[Data excerpts — start]

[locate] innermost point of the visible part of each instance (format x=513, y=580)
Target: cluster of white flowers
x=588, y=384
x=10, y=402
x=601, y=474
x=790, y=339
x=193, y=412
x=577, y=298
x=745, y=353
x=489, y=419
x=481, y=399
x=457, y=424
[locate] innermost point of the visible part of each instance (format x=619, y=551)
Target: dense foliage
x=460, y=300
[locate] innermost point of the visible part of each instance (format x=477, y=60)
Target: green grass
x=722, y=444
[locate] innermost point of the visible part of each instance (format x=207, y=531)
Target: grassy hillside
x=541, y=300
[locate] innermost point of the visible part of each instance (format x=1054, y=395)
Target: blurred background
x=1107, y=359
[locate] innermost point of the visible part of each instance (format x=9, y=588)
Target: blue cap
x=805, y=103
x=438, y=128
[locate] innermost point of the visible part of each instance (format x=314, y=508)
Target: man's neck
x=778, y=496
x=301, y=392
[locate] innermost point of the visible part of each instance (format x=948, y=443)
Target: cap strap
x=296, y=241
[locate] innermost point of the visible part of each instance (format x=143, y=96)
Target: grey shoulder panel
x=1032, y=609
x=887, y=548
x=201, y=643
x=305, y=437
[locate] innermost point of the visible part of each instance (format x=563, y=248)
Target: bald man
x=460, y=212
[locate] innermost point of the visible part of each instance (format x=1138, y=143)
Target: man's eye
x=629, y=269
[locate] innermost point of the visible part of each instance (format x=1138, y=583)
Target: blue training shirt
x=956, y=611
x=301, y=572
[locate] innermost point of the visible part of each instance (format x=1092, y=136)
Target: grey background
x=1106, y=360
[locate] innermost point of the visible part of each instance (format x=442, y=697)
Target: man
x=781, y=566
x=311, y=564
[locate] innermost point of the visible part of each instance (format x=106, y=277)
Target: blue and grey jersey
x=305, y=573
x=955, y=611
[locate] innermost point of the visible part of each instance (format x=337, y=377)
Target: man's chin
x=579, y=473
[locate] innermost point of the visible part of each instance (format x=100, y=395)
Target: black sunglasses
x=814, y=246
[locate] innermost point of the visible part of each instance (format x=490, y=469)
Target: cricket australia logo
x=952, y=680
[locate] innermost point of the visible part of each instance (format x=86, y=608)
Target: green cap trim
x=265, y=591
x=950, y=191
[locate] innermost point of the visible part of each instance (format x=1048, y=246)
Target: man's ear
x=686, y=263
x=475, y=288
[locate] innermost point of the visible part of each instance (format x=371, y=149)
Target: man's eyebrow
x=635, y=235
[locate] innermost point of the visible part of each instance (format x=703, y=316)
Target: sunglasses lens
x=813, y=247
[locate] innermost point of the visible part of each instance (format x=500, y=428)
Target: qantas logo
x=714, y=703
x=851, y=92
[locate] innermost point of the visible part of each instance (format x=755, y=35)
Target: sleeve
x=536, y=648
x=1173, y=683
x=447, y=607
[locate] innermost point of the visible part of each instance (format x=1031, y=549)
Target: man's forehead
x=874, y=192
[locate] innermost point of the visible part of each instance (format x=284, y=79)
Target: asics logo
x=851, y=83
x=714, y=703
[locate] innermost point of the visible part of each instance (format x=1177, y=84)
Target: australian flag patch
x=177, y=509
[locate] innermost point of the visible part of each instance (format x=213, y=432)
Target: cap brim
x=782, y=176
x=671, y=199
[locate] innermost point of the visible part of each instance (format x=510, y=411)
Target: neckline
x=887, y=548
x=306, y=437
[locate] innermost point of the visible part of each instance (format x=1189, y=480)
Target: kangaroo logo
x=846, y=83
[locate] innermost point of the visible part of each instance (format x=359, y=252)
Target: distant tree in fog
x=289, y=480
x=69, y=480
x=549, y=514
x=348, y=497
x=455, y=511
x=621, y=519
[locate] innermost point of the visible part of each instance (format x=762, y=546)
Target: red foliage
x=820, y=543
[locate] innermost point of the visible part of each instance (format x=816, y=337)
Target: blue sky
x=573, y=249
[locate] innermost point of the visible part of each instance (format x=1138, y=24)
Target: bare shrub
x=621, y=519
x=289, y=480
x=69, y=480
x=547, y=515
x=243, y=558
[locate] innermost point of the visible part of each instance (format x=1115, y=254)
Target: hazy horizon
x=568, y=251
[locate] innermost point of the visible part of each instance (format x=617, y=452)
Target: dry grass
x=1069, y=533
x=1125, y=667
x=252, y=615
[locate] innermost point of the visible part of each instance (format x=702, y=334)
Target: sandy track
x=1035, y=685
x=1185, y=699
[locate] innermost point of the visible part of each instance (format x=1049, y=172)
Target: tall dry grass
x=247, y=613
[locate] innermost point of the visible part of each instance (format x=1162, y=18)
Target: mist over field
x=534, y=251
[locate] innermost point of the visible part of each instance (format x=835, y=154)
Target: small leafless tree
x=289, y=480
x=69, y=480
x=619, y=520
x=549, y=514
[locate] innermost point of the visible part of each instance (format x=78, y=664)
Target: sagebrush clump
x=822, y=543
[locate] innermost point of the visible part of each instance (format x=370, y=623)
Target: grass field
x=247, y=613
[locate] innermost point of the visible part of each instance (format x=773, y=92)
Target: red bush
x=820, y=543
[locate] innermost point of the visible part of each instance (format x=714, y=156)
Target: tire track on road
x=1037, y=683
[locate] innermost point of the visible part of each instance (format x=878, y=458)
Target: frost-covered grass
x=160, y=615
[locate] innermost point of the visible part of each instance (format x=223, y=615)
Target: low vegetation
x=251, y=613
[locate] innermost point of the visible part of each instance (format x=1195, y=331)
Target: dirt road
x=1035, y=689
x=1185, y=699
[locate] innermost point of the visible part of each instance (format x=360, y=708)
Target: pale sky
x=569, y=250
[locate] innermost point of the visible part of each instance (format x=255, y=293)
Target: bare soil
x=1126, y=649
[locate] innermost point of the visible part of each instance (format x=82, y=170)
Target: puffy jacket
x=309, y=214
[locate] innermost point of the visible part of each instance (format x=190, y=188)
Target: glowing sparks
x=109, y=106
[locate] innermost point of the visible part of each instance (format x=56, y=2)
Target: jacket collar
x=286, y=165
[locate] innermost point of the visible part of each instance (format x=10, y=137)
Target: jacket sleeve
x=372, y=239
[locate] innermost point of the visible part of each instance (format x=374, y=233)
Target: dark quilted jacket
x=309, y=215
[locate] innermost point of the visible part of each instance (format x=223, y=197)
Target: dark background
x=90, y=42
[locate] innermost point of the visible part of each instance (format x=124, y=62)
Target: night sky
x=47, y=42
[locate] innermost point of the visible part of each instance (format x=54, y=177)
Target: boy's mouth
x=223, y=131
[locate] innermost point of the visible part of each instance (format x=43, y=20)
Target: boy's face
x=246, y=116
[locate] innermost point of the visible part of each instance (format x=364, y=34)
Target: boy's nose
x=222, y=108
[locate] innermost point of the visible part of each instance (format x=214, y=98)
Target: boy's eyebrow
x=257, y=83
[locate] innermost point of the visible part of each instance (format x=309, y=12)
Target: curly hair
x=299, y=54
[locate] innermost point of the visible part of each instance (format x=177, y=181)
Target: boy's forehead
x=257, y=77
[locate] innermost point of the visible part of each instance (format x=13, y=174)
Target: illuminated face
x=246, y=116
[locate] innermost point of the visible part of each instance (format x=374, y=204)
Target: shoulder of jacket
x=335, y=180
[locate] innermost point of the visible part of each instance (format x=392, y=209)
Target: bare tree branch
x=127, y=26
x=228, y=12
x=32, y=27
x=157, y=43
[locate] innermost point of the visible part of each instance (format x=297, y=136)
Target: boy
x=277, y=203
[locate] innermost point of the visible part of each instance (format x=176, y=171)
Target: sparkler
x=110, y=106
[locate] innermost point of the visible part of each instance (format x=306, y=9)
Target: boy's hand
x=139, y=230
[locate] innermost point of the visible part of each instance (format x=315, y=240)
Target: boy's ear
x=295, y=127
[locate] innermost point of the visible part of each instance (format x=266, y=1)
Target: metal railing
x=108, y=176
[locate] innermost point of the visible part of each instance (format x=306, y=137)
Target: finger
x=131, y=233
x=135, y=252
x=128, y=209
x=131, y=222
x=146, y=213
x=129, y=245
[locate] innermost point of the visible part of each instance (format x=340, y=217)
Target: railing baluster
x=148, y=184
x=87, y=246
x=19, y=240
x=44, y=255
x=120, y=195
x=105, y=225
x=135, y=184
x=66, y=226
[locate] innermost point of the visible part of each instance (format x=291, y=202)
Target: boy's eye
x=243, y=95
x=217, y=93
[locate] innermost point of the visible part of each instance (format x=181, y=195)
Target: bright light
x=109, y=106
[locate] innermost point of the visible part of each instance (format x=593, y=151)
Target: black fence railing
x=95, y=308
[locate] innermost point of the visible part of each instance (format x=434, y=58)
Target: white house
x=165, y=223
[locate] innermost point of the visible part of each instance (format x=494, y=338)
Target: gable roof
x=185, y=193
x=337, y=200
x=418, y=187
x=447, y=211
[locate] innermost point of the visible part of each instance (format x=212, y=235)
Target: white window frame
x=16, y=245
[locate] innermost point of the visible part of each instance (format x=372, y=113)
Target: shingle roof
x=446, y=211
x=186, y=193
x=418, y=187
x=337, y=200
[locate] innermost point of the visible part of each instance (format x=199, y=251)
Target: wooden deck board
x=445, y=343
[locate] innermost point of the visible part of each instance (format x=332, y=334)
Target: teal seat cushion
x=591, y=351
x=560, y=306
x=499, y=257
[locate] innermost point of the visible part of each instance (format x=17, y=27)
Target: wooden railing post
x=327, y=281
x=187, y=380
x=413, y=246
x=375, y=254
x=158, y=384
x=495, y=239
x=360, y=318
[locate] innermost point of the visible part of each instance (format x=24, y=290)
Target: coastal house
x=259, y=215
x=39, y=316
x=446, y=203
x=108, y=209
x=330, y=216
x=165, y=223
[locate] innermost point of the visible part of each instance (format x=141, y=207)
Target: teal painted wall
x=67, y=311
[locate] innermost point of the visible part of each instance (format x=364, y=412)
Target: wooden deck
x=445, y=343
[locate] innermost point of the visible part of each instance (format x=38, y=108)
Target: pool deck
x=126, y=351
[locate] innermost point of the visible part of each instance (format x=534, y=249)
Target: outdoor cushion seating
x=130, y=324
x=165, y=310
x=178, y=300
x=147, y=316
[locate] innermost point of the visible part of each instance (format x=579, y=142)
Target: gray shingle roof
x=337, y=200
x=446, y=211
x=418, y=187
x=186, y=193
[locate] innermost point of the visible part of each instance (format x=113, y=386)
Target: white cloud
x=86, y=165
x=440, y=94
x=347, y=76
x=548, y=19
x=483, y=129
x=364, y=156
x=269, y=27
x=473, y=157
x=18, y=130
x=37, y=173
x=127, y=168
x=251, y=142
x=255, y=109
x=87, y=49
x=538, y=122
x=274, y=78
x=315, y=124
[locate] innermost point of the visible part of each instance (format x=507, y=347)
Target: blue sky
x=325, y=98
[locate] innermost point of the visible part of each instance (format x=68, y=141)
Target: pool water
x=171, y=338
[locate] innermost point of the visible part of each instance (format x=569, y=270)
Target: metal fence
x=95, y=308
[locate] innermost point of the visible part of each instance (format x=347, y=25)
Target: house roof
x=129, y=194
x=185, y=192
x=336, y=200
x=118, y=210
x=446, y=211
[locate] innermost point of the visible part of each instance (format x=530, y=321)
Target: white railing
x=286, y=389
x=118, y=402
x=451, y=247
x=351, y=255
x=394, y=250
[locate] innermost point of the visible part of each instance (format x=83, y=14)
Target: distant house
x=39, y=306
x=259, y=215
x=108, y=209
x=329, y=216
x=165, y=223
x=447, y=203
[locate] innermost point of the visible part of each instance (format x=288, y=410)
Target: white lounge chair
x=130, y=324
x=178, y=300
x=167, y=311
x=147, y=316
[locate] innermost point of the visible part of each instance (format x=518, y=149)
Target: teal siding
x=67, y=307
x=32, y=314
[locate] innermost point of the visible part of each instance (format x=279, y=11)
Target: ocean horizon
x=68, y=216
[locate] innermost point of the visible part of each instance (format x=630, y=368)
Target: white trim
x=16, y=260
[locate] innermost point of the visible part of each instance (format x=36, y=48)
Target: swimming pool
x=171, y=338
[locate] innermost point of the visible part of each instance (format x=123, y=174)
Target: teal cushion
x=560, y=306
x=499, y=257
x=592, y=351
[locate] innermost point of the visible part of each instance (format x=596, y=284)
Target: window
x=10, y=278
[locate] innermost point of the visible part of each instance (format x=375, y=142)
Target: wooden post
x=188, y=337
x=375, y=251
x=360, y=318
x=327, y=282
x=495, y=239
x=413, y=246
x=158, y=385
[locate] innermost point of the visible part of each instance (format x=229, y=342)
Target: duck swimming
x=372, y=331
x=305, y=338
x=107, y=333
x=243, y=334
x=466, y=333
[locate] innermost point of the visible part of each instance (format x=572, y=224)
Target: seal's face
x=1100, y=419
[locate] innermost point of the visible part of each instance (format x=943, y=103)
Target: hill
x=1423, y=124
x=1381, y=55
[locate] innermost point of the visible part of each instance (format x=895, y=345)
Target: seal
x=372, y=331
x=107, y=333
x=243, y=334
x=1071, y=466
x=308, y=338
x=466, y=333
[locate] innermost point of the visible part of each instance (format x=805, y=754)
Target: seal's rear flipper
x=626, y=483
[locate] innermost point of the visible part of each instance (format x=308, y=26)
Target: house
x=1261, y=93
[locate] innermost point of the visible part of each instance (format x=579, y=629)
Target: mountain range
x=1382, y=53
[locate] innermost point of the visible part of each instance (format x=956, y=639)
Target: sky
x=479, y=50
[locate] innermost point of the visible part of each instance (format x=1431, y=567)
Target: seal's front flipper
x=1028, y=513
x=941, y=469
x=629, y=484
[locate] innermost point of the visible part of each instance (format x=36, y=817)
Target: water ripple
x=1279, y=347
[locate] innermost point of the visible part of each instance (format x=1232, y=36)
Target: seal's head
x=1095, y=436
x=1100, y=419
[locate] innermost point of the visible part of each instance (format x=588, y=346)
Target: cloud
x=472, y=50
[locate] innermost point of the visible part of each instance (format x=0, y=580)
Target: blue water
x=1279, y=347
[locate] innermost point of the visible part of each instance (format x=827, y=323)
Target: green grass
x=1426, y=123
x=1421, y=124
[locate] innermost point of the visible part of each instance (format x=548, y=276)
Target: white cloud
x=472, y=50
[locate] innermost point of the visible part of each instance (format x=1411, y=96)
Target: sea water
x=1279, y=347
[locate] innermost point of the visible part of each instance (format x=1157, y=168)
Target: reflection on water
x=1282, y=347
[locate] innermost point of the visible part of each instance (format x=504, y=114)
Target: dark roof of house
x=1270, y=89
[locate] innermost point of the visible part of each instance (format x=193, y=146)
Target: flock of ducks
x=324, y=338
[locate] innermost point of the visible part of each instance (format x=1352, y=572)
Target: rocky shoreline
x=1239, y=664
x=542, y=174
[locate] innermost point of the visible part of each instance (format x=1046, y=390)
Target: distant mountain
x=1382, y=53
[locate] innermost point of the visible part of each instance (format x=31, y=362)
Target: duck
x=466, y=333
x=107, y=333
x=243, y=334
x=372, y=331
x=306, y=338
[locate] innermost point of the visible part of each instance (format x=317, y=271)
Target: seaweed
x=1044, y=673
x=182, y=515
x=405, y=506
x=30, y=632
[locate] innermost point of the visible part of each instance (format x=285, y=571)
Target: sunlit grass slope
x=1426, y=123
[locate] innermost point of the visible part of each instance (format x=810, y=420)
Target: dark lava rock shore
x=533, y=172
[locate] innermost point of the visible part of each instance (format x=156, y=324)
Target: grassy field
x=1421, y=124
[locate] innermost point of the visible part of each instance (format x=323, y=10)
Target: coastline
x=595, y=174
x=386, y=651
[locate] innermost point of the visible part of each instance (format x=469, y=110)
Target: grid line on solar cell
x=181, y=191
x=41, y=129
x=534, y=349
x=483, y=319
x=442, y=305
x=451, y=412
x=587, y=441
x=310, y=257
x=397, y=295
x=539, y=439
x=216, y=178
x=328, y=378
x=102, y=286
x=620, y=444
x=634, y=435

[Data excerpts — finish]

Work to be completed:
Beginning at the line above with "Target: mist over field" and finishing at the line with "(format x=223, y=615)", return each line exactly and return nothing else.

Answer box:
Target: mist over field
x=534, y=251
[locate] innermost point of the visible part of each instance (format x=835, y=154)
Target: small leafless tree
x=289, y=480
x=69, y=480
x=619, y=520
x=549, y=514
[locate] innermost point of the visible part of each instance (format x=78, y=664)
Target: sagebrush clump
x=822, y=543
[locate] innermost point of the visible part of each instance (format x=370, y=623)
Target: grass field
x=247, y=613
[locate] innermost point of the visible part of each instance (format x=773, y=92)
Target: red bush
x=820, y=543
[locate] innermost point of the visible part of each instance (format x=714, y=156)
Target: tire track on road
x=1037, y=683
[locate] innermost point of the visible part of each instance (format x=878, y=458)
Target: frost-covered grass
x=160, y=615
[locate] innermost point of the visible part of each instance (format x=223, y=615)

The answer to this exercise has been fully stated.